→ THE DATA
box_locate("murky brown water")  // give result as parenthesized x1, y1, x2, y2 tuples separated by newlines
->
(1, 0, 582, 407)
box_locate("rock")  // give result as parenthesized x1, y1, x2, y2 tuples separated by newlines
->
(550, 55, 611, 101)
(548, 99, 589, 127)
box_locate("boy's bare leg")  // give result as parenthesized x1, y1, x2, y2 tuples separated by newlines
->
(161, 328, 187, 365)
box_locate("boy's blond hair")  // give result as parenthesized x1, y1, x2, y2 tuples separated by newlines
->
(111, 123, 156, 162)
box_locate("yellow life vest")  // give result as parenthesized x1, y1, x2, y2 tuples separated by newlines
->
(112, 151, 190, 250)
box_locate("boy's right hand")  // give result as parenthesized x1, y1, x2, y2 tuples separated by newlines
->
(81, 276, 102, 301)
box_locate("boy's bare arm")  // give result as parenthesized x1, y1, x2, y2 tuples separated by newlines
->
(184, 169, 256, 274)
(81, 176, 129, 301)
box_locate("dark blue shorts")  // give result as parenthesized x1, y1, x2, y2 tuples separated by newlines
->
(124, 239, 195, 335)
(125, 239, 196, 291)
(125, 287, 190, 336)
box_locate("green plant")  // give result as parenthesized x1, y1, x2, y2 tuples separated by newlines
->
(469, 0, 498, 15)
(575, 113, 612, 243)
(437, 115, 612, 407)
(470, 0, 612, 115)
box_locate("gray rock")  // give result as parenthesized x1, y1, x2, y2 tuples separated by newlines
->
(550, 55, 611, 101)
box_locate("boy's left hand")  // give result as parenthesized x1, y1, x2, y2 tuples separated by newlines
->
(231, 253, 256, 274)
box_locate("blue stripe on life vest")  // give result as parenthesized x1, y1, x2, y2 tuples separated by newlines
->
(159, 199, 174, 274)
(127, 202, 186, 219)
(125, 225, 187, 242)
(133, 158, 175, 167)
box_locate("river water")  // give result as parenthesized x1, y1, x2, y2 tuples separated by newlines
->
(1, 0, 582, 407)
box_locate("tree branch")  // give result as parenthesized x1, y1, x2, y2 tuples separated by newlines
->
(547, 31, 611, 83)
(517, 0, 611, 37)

→ YOUR GOAL
Word for word, copy the material above.

→ RESPONSE TO THIS TASK
box_locate("murky brown water")  // give result as parenthesized x1, y1, x2, y2 tuples separated by newlines
->
(1, 0, 582, 407)
box_locate("rock")  // give result as parenthesized x1, y1, x2, y2 tuples separated by newlines
->
(550, 55, 611, 101)
(548, 99, 589, 127)
box_locate("boy's bare leg")  // give result as parenthesized x1, y1, x2, y2 tuples separated by newlines
->
(161, 328, 187, 365)
box_locate("boy's blond hair")  // give result as parenthesized x1, y1, x2, y2 tuples separated by newlines
->
(111, 123, 156, 162)
box_locate("yellow life vest")  // give result as parenthesized x1, y1, x2, y2 tuples separated by newlines
->
(112, 151, 190, 250)
box_locate("boy's right hand")  // give result as parenthesized x1, y1, x2, y2 tuples separated by newlines
->
(81, 276, 102, 301)
box_locate("boy's bare arm")  // give result as parenthesized x1, y1, x2, y2 tuples separated by newlines
->
(184, 169, 256, 274)
(81, 176, 129, 301)
box_locate("dark blue shorts")  // give result as parenthesized x1, y1, x2, y2 tuples separated by newlines
->
(124, 239, 195, 335)
(125, 239, 196, 291)
(125, 287, 190, 336)
box_locate("green plant")  // give result as parenthesized x1, y1, x2, y2 tuples separated by newlines
->
(469, 0, 498, 15)
(575, 113, 612, 243)
(437, 115, 612, 407)
(470, 0, 612, 115)
box_locate("gray rock")  // give result as parenthesized x1, y1, x2, y2 tuples separated by newlines
->
(550, 55, 611, 101)
box_locate("boy's left hand")  // give result as parenthesized x1, y1, x2, y2 tuples separated by newlines
->
(231, 253, 256, 274)
box_locate("blue stripe on life vest")  // give result as parenthesized x1, y1, x2, y2 tuples separated by newlines
->
(159, 199, 174, 274)
(127, 202, 186, 219)
(125, 225, 187, 242)
(133, 158, 175, 167)
box_locate("river water")  // give result as parenthesized x1, y1, x2, y2 tuples separated by newlines
->
(1, 0, 582, 407)
box_locate("tree branch")  // give result as parenthesized x1, y1, x2, y2 tuples separated by newlines
->
(547, 31, 611, 83)
(517, 0, 611, 37)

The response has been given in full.